## EXERCISE AIM
The required output is every record, reproduced exactly.

## DATA SECTION

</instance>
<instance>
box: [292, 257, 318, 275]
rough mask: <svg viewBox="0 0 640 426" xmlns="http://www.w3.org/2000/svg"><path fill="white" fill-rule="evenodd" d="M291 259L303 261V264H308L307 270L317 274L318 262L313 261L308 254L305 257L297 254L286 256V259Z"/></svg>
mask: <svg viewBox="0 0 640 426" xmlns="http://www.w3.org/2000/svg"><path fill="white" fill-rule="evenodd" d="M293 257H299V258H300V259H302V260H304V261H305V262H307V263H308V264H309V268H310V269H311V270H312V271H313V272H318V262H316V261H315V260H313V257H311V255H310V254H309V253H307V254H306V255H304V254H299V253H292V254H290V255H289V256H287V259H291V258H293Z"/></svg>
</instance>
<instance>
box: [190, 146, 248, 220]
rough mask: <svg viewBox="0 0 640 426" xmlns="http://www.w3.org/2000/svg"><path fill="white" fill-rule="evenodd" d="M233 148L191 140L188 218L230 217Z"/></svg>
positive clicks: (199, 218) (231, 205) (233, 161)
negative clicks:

## OUTPUT
</instance>
<instance>
box: [292, 257, 318, 275]
rough mask: <svg viewBox="0 0 640 426" xmlns="http://www.w3.org/2000/svg"><path fill="white" fill-rule="evenodd" d="M291 259L303 261V264H308L307 270L317 274L318 262L313 261L308 254L305 257L297 254L286 256V259Z"/></svg>
mask: <svg viewBox="0 0 640 426" xmlns="http://www.w3.org/2000/svg"><path fill="white" fill-rule="evenodd" d="M293 257H299V258H300V259H302V260H304V261H305V262H307V263H308V264H309V268H310V269H311V270H312V271H313V272H318V262H316V261H315V260H313V257H311V255H310V254H309V253H307V254H306V255H304V254H299V253H292V254H290V255H289V256H287V259H291V258H293Z"/></svg>
</instance>
<instance>
box: [190, 146, 248, 220]
rough mask: <svg viewBox="0 0 640 426" xmlns="http://www.w3.org/2000/svg"><path fill="white" fill-rule="evenodd" d="M233 148L191 140L188 218L230 217Z"/></svg>
positive clicks: (199, 218) (231, 205) (233, 161)
negative clicks:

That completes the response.